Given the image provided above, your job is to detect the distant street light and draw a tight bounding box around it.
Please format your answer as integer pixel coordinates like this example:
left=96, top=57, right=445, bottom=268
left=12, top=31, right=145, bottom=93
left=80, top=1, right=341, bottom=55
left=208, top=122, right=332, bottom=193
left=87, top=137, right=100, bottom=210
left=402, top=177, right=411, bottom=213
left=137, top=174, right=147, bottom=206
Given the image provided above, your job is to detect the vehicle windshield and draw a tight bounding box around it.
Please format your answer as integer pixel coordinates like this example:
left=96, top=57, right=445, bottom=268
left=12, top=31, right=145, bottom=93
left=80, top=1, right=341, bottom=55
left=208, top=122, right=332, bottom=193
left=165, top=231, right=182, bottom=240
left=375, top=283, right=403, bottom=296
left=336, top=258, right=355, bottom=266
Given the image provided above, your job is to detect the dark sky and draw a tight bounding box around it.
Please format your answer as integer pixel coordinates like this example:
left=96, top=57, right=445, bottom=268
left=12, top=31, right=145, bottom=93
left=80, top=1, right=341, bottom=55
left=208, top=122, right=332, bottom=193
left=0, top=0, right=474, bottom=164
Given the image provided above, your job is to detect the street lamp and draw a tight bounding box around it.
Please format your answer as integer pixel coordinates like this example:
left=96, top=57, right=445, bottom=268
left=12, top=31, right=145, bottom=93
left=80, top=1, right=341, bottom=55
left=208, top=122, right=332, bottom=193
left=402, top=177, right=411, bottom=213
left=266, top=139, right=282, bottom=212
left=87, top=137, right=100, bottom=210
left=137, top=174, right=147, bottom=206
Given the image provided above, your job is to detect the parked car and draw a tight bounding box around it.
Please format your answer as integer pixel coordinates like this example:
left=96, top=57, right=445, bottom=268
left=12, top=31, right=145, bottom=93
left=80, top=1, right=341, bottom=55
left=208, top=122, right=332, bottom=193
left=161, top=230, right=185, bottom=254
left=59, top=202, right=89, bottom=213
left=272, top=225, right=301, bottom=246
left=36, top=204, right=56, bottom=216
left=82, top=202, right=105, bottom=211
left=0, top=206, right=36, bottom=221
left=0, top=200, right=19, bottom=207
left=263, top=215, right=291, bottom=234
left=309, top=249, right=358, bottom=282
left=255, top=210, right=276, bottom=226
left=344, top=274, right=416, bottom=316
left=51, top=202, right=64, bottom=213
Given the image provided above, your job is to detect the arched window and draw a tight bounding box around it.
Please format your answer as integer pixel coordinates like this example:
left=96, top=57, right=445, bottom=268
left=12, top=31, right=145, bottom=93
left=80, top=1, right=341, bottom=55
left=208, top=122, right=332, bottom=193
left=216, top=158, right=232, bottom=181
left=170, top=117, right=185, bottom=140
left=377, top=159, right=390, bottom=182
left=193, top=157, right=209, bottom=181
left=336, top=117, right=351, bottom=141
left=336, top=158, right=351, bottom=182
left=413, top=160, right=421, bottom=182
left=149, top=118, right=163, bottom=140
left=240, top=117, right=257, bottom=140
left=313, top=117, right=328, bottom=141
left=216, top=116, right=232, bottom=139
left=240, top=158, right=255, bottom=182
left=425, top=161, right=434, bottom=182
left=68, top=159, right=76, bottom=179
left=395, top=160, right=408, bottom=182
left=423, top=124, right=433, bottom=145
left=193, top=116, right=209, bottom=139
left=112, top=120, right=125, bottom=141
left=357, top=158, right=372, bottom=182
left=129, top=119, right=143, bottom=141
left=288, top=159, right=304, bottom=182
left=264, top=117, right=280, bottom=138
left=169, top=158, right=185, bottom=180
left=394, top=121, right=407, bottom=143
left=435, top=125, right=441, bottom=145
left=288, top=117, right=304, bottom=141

————

[Objective]
Retype the listing above line for line, changing nothing.

[Expected answer]
Given the image provided above, your job is to detect the distant street light and draw a tight bounding box around it.
Please format your answer as integer pixel coordinates like this example:
left=96, top=57, right=445, bottom=268
left=12, top=31, right=145, bottom=93
left=80, top=1, right=341, bottom=55
left=208, top=122, right=332, bottom=193
left=87, top=137, right=100, bottom=210
left=402, top=177, right=411, bottom=213
left=137, top=174, right=147, bottom=206
Given the image provided above, your job is to detect the vehicle windshield and draw a tight bounding box around it.
Please format your answer as integer pixel coordinates like this example:
left=96, top=57, right=445, bottom=268
left=12, top=31, right=145, bottom=93
left=80, top=1, right=341, bottom=55
left=208, top=122, right=332, bottom=193
left=165, top=231, right=182, bottom=240
left=375, top=283, right=403, bottom=296
left=336, top=258, right=355, bottom=266
Given the image provided above, your job is to detect the dark sky and draw a tight bounding box around it.
Please format your answer as integer pixel coordinates like this example:
left=96, top=57, right=445, bottom=268
left=12, top=31, right=145, bottom=93
left=80, top=1, right=341, bottom=55
left=208, top=122, right=332, bottom=193
left=0, top=0, right=474, bottom=164
Given the image provided above, your job is to detect the street lamp and draw a tight bounding box around it.
Please format your answer as integer pixel coordinates like this example:
left=96, top=57, right=445, bottom=268
left=12, top=31, right=145, bottom=93
left=80, top=1, right=341, bottom=55
left=208, top=122, right=332, bottom=193
left=402, top=177, right=411, bottom=213
left=266, top=139, right=282, bottom=212
left=87, top=137, right=100, bottom=210
left=137, top=174, right=147, bottom=206
Given the image provided above, your job is to detect the parked car and draw a tight bounding box around it.
Please format your answer as integer pixel coordinates like this example:
left=96, top=57, right=445, bottom=268
left=12, top=31, right=145, bottom=93
left=80, top=1, right=341, bottom=55
left=208, top=122, right=332, bottom=193
left=161, top=230, right=185, bottom=254
left=59, top=202, right=89, bottom=213
left=272, top=225, right=301, bottom=246
left=36, top=204, right=56, bottom=216
left=82, top=202, right=105, bottom=211
left=0, top=206, right=36, bottom=221
left=0, top=200, right=19, bottom=207
left=263, top=215, right=291, bottom=234
left=309, top=249, right=358, bottom=282
left=255, top=210, right=276, bottom=226
left=344, top=274, right=416, bottom=316
left=51, top=202, right=64, bottom=213
Given the image provided above, your job is to detect the arched window and draw a tight bounding box around it.
Please format your answer as integer pixel coordinates like this example:
left=96, top=57, right=445, bottom=268
left=12, top=31, right=145, bottom=93
left=80, top=1, right=341, bottom=55
left=208, top=122, right=332, bottom=193
left=216, top=158, right=232, bottom=181
left=170, top=117, right=185, bottom=140
left=377, top=159, right=390, bottom=182
left=193, top=157, right=209, bottom=181
left=336, top=117, right=351, bottom=141
left=336, top=158, right=351, bottom=182
left=413, top=160, right=421, bottom=182
left=149, top=118, right=163, bottom=140
left=240, top=117, right=257, bottom=140
left=313, top=117, right=328, bottom=141
left=216, top=116, right=232, bottom=139
left=240, top=158, right=255, bottom=182
left=425, top=161, right=434, bottom=182
left=68, top=159, right=76, bottom=179
left=395, top=160, right=408, bottom=182
left=423, top=124, right=433, bottom=145
left=193, top=116, right=209, bottom=139
left=112, top=120, right=125, bottom=141
left=357, top=158, right=372, bottom=182
left=129, top=119, right=143, bottom=141
left=288, top=159, right=304, bottom=182
left=264, top=117, right=280, bottom=138
left=169, top=158, right=185, bottom=180
left=394, top=121, right=407, bottom=143
left=435, top=125, right=441, bottom=145
left=288, top=117, right=304, bottom=141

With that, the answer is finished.